> [Direction]: Rewrite the listing below, changing every "marker" to "point" and leaving everything else the same.

Recorded data
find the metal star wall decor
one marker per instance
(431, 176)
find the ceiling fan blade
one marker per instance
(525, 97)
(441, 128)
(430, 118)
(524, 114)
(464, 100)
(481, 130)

> [Response to the task]:
find the metal star wall decor
one point per instance
(431, 176)
find the ceiling fan blade
one point per instance
(525, 97)
(441, 128)
(430, 118)
(524, 114)
(464, 100)
(481, 130)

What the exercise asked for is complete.